* **Provided records**
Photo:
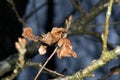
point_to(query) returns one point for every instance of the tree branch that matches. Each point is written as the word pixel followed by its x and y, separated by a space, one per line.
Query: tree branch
pixel 105 57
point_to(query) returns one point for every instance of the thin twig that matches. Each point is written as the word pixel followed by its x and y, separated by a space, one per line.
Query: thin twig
pixel 45 63
pixel 106 26
pixel 33 64
pixel 95 25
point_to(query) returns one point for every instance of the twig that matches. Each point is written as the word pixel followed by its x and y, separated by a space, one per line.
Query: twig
pixel 93 66
pixel 33 64
pixel 45 63
pixel 95 25
pixel 106 26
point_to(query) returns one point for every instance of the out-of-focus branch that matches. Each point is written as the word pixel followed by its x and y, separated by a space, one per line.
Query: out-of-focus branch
pixel 105 33
pixel 107 56
pixel 81 23
pixel 9 63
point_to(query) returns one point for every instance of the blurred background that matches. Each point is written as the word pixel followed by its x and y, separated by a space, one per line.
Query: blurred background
pixel 42 16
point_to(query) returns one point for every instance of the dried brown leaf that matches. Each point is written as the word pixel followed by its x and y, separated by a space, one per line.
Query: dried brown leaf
pixel 42 50
pixel 65 49
pixel 53 36
pixel 28 33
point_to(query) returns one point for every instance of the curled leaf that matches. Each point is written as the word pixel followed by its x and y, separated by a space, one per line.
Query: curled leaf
pixel 53 36
pixel 42 50
pixel 65 49
pixel 28 33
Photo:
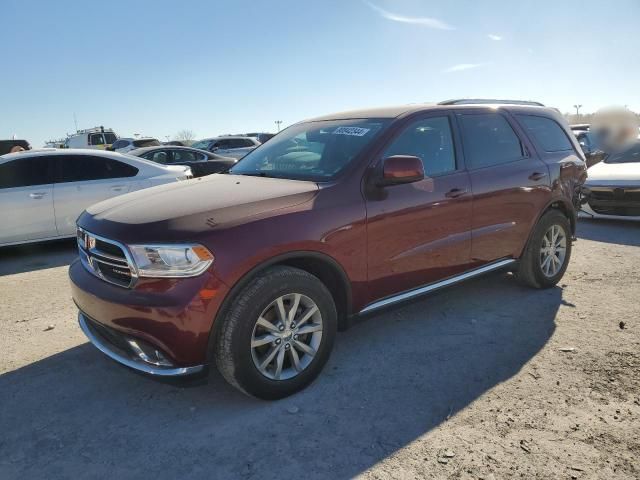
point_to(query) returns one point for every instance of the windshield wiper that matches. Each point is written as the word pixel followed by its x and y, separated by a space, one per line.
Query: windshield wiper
pixel 255 174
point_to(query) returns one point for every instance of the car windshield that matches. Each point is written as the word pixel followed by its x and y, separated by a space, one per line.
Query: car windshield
pixel 629 155
pixel 315 151
pixel 146 142
pixel 202 144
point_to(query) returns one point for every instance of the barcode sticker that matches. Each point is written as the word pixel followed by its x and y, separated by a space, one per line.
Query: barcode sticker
pixel 353 131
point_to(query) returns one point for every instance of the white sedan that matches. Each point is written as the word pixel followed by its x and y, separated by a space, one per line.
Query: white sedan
pixel 42 192
pixel 613 186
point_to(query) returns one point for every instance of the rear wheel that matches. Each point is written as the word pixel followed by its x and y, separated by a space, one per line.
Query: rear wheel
pixel 547 254
pixel 278 334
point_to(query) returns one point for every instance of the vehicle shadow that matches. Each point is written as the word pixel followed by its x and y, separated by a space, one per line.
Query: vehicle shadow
pixel 37 256
pixel 620 232
pixel 391 379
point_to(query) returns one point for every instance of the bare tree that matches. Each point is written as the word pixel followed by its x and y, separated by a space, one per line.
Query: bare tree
pixel 185 135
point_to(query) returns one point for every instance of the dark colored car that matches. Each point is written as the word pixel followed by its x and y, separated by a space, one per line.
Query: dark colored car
pixel 344 215
pixel 590 146
pixel 201 162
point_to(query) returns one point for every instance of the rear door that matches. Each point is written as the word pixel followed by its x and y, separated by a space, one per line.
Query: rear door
pixel 420 232
pixel 26 200
pixel 510 183
pixel 82 180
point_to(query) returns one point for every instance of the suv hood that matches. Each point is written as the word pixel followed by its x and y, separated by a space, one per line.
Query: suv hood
pixel 614 173
pixel 196 205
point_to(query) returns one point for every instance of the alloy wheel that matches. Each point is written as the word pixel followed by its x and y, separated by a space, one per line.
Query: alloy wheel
pixel 553 250
pixel 286 336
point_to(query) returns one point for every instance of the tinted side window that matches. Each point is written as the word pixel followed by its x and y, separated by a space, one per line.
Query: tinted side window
pixel 489 140
pixel 159 157
pixel 25 172
pixel 430 140
pixel 78 168
pixel 546 133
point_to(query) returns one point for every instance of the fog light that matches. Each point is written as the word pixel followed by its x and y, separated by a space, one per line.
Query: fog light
pixel 148 354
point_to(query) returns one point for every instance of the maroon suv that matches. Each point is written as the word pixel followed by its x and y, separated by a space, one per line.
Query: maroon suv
pixel 255 270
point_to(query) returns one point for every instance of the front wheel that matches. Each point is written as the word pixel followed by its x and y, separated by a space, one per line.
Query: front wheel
pixel 278 334
pixel 547 254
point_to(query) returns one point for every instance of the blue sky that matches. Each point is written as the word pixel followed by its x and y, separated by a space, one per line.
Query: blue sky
pixel 229 66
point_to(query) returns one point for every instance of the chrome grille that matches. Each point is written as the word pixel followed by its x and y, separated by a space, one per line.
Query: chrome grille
pixel 106 259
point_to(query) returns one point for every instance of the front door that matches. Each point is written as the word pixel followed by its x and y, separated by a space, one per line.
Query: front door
pixel 26 200
pixel 420 233
pixel 510 185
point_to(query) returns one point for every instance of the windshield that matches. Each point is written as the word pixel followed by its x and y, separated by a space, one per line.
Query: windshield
pixel 147 142
pixel 315 151
pixel 202 144
pixel 629 155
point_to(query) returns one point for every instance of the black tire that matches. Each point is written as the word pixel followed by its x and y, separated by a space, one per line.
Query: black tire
pixel 529 270
pixel 233 352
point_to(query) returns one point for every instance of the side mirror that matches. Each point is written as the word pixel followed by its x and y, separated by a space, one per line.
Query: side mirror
pixel 401 169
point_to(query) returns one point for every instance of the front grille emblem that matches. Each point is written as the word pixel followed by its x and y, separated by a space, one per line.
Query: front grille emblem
pixel 89 242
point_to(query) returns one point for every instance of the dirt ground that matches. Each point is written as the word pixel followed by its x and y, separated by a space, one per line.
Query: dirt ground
pixel 485 380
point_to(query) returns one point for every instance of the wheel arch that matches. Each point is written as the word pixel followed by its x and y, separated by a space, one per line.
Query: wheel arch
pixel 561 205
pixel 324 267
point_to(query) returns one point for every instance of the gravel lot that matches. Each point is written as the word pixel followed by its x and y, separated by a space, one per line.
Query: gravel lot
pixel 472 382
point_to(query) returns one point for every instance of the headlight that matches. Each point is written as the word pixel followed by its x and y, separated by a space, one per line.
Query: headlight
pixel 171 260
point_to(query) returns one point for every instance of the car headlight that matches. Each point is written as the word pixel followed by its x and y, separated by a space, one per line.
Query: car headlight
pixel 173 260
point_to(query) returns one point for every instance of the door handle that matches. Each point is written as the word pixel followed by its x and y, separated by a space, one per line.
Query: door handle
pixel 537 176
pixel 455 192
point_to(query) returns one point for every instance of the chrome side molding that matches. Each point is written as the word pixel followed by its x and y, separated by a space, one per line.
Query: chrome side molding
pixel 401 297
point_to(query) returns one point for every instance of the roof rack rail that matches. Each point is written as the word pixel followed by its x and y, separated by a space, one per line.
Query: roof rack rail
pixel 99 129
pixel 485 101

* **Instruction**
Reproduce every line of the data above, from its start through the line that contains "pixel 105 57", and offset each x and y coordinate in the pixel lines by 47. Leave the pictures out.

* **Exercise output**
Photo:
point_to(query) returns one point for every instance of the tree branch that matches. Each point is written as the word pixel followed by its x and y, separated by a space, one per line.
Query: tree branch
pixel 152 104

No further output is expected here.